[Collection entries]
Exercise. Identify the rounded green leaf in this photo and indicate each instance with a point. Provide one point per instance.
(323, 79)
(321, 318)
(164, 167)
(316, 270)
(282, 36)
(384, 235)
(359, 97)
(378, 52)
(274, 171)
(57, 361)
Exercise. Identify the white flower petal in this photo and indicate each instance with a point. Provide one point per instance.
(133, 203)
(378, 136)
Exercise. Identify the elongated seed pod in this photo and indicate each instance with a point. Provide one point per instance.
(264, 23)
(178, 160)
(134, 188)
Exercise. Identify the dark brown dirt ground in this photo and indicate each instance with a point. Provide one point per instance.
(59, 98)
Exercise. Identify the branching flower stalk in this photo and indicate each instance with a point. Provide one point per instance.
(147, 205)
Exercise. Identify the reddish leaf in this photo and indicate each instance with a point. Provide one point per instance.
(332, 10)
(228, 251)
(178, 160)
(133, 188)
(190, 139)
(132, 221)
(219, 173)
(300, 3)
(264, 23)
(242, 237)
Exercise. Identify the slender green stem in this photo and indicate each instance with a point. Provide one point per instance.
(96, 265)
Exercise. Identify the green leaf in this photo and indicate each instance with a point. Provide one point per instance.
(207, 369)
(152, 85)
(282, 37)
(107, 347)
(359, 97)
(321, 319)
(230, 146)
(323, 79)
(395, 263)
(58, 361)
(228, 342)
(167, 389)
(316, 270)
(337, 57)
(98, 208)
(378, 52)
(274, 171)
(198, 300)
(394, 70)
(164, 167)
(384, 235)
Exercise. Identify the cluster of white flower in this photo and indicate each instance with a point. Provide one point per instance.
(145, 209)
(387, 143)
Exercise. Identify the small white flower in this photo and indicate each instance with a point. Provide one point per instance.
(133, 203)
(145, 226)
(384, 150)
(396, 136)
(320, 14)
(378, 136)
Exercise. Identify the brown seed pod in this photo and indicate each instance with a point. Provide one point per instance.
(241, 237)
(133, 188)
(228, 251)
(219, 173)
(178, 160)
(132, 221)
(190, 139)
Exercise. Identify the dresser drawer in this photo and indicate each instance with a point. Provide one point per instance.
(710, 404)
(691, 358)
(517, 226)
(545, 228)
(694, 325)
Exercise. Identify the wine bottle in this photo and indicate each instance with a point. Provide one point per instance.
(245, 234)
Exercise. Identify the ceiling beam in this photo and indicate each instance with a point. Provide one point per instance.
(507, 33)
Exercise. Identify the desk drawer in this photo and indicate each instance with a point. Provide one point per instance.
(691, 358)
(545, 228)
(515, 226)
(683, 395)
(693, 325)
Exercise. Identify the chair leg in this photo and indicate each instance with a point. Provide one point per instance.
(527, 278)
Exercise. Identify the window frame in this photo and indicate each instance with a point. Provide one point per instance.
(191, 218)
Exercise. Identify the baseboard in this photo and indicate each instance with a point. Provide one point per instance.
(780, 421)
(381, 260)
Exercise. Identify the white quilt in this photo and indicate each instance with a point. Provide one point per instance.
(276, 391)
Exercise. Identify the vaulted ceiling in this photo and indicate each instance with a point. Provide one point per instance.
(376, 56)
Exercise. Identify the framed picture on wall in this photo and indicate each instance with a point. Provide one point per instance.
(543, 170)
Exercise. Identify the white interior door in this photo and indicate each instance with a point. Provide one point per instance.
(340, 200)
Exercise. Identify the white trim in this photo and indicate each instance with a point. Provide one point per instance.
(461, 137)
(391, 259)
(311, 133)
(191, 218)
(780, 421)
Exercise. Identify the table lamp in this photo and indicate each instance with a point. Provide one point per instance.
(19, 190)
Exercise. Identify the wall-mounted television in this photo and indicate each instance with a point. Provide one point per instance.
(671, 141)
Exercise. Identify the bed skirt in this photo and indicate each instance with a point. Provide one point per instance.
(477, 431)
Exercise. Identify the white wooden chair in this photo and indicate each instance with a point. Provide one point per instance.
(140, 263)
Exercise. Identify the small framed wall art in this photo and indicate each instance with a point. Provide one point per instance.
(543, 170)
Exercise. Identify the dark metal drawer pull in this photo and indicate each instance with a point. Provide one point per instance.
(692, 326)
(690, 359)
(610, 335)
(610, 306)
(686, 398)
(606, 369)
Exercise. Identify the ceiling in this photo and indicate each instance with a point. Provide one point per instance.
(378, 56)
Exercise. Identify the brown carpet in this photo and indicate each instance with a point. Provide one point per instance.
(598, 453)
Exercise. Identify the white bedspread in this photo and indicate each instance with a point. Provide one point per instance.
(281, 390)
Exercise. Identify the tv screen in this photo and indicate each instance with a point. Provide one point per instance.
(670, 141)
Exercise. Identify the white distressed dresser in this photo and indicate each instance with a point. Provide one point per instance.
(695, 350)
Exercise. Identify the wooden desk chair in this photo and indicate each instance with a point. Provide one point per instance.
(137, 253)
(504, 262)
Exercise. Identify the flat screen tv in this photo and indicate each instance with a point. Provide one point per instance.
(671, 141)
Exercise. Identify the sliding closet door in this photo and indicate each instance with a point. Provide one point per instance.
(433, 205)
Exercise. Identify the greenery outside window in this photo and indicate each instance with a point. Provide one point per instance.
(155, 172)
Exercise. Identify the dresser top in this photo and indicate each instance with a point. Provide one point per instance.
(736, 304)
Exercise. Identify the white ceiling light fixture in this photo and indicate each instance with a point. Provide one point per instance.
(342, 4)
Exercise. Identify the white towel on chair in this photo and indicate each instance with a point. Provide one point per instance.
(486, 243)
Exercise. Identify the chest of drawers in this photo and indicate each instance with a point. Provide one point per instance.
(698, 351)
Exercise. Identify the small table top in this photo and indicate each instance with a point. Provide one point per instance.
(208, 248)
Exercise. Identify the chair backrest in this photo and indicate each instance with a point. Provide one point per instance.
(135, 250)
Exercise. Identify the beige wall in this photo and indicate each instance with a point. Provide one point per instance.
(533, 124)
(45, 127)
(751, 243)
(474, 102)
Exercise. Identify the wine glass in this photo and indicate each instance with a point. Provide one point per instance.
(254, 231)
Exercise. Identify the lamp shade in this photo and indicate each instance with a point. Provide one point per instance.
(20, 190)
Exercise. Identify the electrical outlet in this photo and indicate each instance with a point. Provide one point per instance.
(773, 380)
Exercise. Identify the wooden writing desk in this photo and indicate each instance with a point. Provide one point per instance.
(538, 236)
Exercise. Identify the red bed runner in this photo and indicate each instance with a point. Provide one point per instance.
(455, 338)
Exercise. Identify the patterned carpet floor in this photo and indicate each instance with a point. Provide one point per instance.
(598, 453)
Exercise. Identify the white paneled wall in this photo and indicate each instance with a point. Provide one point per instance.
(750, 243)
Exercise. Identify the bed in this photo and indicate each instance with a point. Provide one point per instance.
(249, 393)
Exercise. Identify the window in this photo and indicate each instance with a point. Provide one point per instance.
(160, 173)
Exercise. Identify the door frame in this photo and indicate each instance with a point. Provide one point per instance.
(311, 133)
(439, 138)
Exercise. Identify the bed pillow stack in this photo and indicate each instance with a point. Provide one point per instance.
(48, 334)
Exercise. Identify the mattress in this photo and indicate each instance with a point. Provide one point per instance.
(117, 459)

▸ Activity:
Set down each record again, exactly as written.

▸ Written solution:
Exercise. Identify the rounded green leaf in this photo and indicate each instance with a point. Provide one point per instance.
(323, 79)
(321, 318)
(164, 167)
(316, 270)
(282, 36)
(384, 235)
(359, 97)
(378, 52)
(274, 171)
(57, 361)
Exercise. Identify the white flower petal in this photo and indicate each instance with a point. Provide one point per instance.
(133, 203)
(378, 136)
Exercise. Identify the elongated seed pod in this photo and indicate each instance with a point. Provide one point per instance.
(264, 23)
(178, 160)
(134, 188)
Exercise. Identify the dark brown dirt ground in this photo and indicate each instance with a point. Provide one point per instance.
(59, 98)
Exercise. Identify the branching flower stalk in this photo and indicate each instance with a point. Provide one point per instance.
(147, 205)
Exercise. Identify the reddish leaf in this photo and indicate each instance with a point. Provide one point per instance.
(332, 10)
(228, 251)
(178, 160)
(133, 188)
(190, 139)
(132, 221)
(219, 173)
(300, 3)
(264, 23)
(242, 237)
Exercise. Identify the slender green stem in this photo and indicate each instance with a point. Provide one point per instance.
(96, 265)
Exercise. Identify the green leaf in this photo and indicate each instance with a point. Provide one point per instance.
(207, 369)
(152, 85)
(282, 37)
(107, 347)
(359, 97)
(321, 319)
(230, 146)
(323, 79)
(395, 263)
(58, 361)
(228, 342)
(167, 389)
(316, 270)
(337, 57)
(98, 208)
(378, 52)
(274, 171)
(198, 300)
(394, 70)
(164, 167)
(384, 235)
Exercise. Identify the cluster of white flower in this photo and indicate each instance with a point. Provide one point per instance.
(145, 209)
(387, 143)
Exercise. Identify the small white flower in this photo and indicate each instance with a point. Provide one point per instance.
(133, 203)
(145, 226)
(384, 150)
(396, 136)
(320, 14)
(378, 136)
Exercise. Identify the brown seed pod in this photo and indicate each instance with a point. Provide one point per instance.
(241, 237)
(133, 188)
(228, 251)
(219, 173)
(178, 160)
(132, 221)
(190, 139)
Exercise. Identify the dresser drawer in this photo and indicate each instance with a point. Provide one point per instance.
(710, 404)
(691, 358)
(517, 226)
(545, 228)
(694, 325)
Exercise. Identify the wine bottle in this photo and indicate each instance with a point. Provide one point per instance.
(245, 234)
Exercise. Identify the ceiling beam in this photo and indicate each instance with a point. Provide one point per instance.
(507, 33)
Exercise. Identify the desk drawer in this photo and indicate each instance with a point. Provide one point per instance.
(691, 358)
(545, 228)
(515, 226)
(683, 395)
(693, 325)
Exercise. Identify the chair leg in this photo and indicate each instance with a point. Provide one point per instance.
(527, 278)
Exercise. Identify the window frame in this photo and indicate each instance with a point. Provide one point per instance.
(191, 218)
Exercise. Identify the baseboard in this photo and indicate each instance with a point. Provide one point per instance.
(780, 421)
(381, 260)
Exercise. Identify the white quilt in this photo and indicate each instance with a point. Provide one point per instance.
(276, 391)
Exercise. Identify the vaulted ceiling in this photo and indicate each instance with a point. Provide one point per instance.
(376, 56)
Exercise. Identify the framed picture on wall in this photo and indicate each instance with a point. Provide one point per instance.
(543, 170)
Exercise. Identify the white interior door in this photo and indicate each instance with a point. Provide one point per instance.
(340, 200)
Exercise. Identify the white trim in this photo and indicate each instance with a point. Provide one point per instance.
(461, 137)
(391, 259)
(311, 133)
(191, 218)
(780, 421)
Exercise. Identify the table lamp in this photo and indicate each instance with a point. Provide one point per instance.
(19, 190)
Exercise. Identify the wall-mounted television in this photo and indicate each instance with a point. Provide one point per instance.
(671, 141)
Exercise. Identify the bed skirt in this photo and indicate each instance with a point. Provide one point per instance.
(477, 431)
Exercise. Identify the white wooden chair in this photo and indicate each instance with a point. Provide one point per instance.
(140, 263)
Exercise. Identify the small framed wall art in this photo and indicate each instance with a point. Provide one point per instance.
(543, 170)
Exercise. Identify the dark metal drawer pull in this photo and indicate each instance with a point. Provide one point per instance.
(692, 326)
(690, 359)
(610, 335)
(610, 306)
(686, 398)
(606, 369)
Exercise. Identify the ceiling in this photo and indicate each instance with a point. Provide one point per instance.
(378, 56)
Exercise. Identify the brown carpet in this photo and indicate each instance with a point. Provide one point per instance.
(598, 453)
Exercise. Identify the white bedspread in this photo and indicate each instance with a point. Provide one point per instance.
(281, 390)
Exercise. Identify the tv screen in this photo and indicate each instance with a point. Provide one point per instance.
(670, 141)
Exercise. Identify the white distressed dresser in this photo and indicate each instance with a point. Provide one point per instance.
(695, 350)
Exercise. Identify the wooden desk chair in this photo and indicate each instance with a point. Provide one point per instance.
(137, 253)
(504, 262)
Exercise. Identify the flat screen tv in this photo and indicate each instance with a point. Provide one point per instance.
(671, 141)
Exercise. Identify the sliding closet door in this photo and indicate each instance with a point. Provide one point per instance.
(433, 205)
Exercise. Identify the greenery outside window in this photo and indicate each instance with a point. Provide one point per instance.
(155, 172)
Exercise. Identify the dresser top in this photo and indicate each instance with a point. Provide one point per instance.
(736, 304)
Exercise. Identify the white ceiling light fixture in this photo and indicate each instance with a point. Provide one point per instance.
(342, 4)
Exercise. Identify the white towel on chair in this photo and indicate each instance with a point. Provide one point per instance.
(486, 243)
Exercise. Identify the chest of drawers in this photo and indicate each instance with a point. Provide one point per instance.
(698, 351)
Exercise. Identify the small table top in this photo and indicate each instance with a point. Provide one point per instance.
(208, 248)
Exercise. Identify the chair backrest in this photo and indicate each instance with a point. Provide one point per instance.
(135, 250)
Exercise. Identify the beige wall in this photo and indicate each instance with a point. Provide one point per instance.
(533, 124)
(45, 127)
(751, 243)
(474, 102)
Exercise. Identify the wine glass in this photo and indicate each instance with a point. Provide one point per instance.
(254, 231)
Exercise. Identify the lamp shade in this photo and indicate each instance with a point. Provide one point per instance.
(20, 190)
Exercise. Identify the electrical outlet in this photo and indicate each instance with a point. Provide one point per instance.
(773, 380)
Exercise. Identify the wooden writing desk in this photo and indicate each instance with a point. Provide one point per instance.
(538, 236)
Exercise. Identify the red bed runner in this photo and indicate each instance with a point. Provide one point per instance.
(455, 338)
Exercise. Identify the patterned carpet floor in this photo and indicate each instance with a point. Provide one point per instance.
(598, 453)
Exercise. Identify the white paneled wall in this photo and indicate each instance with a point. Provide one point per instance.
(750, 243)
Exercise. Identify the bed in this photo and indicate each instance with a point. Provide one point per instance.
(249, 393)
Exercise. Identify the window in this photo and indicate each instance with a point. Provide one point per instance.
(160, 173)
Exercise. Identify the door frame in this photo and indicate each instance with a point. Provide one point per instance.
(311, 133)
(439, 138)
Exercise. Identify the bed pillow stack in this photo and indicate each instance with a point. Provide one point per instance.
(48, 334)
Exercise. Identify the mattress in this photo and indicate each instance with a point. Provide one point per instance.
(117, 459)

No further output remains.